## EXERCISE INSTRUCTIONS
(1) Translate this sentence from the love language article into Spanish: "To them, words are a way to demonstrate the feelings happening beneath."
(2) In the love language article, how do partners whose primary love language is words of affirmation often default to expressing their feelings about the relationship?
##### GIVEN TEXT
How to adapt to your partner’s love language
- If you’re in a serious long-term relationship, chances are you think you know your partner very well
- However, if your partner’s particular love language differs from your own, they could view your relationship in a whole other light – without you even knowing!
- Being mindful of your partner’s love language can help you to understand their actions better and improve your communication. Here’s how to adapt to every love language
Words of affirmation
You’ve probably heard the phrase “actions speak louder than words”, but for those with the primary love language of words of affirmation, this simply isn’t the case. Partners with this love language will often default to expressing their feelings about the relationship out loud, by saying “I love you” or “I appreciate you” or “I’m really grateful that you made dinner tonight.”
It can sometimes cause problems in a relationship when a partner with a different love language gets frustrated that their spouse talks a big game, but doesn’t seem to demonstrate their affection in any way. It’s important to remember that, to people with words of affirmation as their love language, comments are not shallow or taken lightly. They are not likely to say ‘I love you’ if they don’t mean it, or to throw around compliments in order to placate someone or distract them. To them, words are a way to demonstrate the feelings happening beneath.
To integrate this love language into your relationship, be mindful of when your partner does something kind for you, and comment on it directly. Instead of assuming a hug will get the point across, use your words and let them know that you appreciate everything they do for you.
##########
##### DATA RECORDS
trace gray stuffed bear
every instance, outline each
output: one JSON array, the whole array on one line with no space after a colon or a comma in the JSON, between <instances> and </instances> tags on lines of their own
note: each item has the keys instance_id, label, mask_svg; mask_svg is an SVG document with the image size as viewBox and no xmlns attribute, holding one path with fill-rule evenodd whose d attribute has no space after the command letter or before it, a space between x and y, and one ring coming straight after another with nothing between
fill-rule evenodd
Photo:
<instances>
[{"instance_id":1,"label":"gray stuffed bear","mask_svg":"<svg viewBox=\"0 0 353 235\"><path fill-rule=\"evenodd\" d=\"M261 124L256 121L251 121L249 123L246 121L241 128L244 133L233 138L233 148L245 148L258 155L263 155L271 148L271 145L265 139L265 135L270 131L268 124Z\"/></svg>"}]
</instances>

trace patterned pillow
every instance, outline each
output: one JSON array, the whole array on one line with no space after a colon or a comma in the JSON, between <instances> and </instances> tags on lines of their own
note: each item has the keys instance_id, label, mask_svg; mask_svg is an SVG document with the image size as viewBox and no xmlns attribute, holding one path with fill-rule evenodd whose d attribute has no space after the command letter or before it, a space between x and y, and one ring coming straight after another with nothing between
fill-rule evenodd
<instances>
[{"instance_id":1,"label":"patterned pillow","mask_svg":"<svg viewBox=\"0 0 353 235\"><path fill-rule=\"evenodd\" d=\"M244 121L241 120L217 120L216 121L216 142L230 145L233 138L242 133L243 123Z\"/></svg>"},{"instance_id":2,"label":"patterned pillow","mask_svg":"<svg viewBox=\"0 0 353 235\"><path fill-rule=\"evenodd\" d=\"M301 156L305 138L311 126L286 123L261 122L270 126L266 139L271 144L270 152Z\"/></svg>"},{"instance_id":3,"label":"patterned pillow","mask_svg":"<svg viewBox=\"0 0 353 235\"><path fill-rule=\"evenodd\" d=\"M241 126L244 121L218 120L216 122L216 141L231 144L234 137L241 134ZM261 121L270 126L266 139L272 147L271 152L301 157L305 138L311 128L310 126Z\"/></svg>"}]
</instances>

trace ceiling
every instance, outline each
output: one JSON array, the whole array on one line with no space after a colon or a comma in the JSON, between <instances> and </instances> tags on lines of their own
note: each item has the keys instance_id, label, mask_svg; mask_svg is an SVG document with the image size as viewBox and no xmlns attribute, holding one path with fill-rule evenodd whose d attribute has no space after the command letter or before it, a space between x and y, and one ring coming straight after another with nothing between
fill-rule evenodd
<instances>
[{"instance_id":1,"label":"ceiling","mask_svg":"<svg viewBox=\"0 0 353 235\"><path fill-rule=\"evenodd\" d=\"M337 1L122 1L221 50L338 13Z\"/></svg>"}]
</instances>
##########
##### DATA RECORDS
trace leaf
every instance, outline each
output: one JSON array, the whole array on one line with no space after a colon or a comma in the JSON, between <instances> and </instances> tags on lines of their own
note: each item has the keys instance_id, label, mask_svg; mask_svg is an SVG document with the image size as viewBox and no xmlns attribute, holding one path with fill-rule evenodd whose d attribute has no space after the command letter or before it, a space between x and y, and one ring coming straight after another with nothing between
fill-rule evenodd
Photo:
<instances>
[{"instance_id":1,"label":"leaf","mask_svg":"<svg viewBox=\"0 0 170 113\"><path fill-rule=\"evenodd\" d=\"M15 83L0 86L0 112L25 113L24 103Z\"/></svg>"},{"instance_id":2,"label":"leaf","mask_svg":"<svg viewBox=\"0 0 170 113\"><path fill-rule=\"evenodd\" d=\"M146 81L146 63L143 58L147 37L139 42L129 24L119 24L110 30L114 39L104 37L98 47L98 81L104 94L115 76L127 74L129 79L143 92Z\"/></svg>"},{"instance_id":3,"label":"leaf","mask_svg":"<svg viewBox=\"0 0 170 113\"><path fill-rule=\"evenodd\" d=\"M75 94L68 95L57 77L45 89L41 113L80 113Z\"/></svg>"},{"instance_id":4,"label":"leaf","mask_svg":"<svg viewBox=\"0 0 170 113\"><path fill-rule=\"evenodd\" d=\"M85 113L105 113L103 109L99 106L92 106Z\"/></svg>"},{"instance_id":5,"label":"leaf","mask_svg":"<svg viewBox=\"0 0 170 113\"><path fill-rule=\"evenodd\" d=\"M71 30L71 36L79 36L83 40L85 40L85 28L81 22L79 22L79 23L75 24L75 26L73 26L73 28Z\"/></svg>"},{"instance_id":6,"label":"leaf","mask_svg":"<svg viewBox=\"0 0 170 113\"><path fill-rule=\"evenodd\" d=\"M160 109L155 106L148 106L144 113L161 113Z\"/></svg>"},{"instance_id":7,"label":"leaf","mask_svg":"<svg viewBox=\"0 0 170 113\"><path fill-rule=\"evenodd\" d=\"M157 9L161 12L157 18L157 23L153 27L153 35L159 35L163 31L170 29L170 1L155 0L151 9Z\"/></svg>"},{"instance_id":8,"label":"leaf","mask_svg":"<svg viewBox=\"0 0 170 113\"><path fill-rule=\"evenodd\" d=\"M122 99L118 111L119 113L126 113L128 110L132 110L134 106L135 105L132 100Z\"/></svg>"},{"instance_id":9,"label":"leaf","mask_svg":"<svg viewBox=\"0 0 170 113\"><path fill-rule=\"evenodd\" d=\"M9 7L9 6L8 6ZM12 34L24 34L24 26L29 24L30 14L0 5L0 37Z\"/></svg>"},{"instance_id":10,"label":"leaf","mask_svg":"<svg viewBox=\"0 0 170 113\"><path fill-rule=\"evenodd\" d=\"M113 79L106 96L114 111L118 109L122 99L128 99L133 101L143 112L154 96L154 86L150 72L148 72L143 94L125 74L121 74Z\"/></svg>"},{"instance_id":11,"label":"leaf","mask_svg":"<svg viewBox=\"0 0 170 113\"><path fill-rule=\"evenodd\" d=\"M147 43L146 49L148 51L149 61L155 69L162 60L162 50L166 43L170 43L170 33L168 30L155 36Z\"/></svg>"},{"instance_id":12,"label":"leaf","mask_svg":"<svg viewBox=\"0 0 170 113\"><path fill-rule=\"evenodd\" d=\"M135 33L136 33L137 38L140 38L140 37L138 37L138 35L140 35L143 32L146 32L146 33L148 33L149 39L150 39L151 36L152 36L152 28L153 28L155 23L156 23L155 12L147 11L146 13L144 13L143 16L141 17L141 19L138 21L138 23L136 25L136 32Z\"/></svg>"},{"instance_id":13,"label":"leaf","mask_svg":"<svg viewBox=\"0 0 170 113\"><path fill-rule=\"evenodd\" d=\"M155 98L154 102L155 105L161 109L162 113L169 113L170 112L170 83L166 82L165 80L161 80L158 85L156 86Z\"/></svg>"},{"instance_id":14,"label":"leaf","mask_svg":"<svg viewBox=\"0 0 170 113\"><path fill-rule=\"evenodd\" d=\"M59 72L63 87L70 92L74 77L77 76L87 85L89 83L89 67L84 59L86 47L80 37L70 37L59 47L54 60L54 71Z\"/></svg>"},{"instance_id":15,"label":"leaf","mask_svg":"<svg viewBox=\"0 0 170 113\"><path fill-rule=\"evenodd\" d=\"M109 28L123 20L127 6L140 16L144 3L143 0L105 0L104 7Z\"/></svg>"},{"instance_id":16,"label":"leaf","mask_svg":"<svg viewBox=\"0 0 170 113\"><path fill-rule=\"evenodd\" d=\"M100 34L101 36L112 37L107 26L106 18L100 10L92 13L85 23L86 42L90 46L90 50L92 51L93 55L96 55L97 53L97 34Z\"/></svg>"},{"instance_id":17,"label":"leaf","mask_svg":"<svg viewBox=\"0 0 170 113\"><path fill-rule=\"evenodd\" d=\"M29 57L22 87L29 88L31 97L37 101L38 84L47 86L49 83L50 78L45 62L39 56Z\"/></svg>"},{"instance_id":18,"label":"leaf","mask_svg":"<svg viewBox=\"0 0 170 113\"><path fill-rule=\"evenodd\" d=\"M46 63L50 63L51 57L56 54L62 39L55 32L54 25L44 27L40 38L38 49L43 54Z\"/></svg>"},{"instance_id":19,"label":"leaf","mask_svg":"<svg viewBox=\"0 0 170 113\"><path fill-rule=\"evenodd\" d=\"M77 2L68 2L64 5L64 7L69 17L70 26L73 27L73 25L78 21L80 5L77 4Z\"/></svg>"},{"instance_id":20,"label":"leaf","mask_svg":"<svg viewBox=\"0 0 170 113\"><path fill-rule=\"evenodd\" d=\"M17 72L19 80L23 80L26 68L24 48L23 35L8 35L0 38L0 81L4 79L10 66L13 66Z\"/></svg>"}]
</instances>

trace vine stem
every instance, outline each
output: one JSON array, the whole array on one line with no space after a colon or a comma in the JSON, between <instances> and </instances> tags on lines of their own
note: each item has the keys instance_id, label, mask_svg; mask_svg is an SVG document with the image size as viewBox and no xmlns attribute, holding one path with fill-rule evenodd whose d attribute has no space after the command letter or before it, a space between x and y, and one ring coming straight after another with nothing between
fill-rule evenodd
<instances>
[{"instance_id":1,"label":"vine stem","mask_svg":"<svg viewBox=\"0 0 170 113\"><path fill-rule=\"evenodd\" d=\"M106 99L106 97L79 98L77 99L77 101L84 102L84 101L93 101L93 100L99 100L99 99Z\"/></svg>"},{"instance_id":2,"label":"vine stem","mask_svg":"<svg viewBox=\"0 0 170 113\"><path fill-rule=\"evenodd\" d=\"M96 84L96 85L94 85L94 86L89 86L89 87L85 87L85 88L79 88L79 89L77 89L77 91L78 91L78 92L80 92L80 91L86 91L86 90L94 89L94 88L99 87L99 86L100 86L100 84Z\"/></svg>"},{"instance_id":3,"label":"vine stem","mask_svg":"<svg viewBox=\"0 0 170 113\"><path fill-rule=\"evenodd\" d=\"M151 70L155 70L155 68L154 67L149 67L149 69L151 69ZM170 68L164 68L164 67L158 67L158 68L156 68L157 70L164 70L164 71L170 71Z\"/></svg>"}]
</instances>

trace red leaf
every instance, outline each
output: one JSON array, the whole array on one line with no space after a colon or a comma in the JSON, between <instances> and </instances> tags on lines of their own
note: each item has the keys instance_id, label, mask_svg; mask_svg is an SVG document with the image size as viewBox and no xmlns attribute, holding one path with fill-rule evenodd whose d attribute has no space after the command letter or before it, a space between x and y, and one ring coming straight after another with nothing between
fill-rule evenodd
##########
## FULL ANSWERS
(1) Para ellos, las palabras son una manera de demostrar los sentimientos que ocurren en su interior.

(2) They often default to expressing those feelings out loud.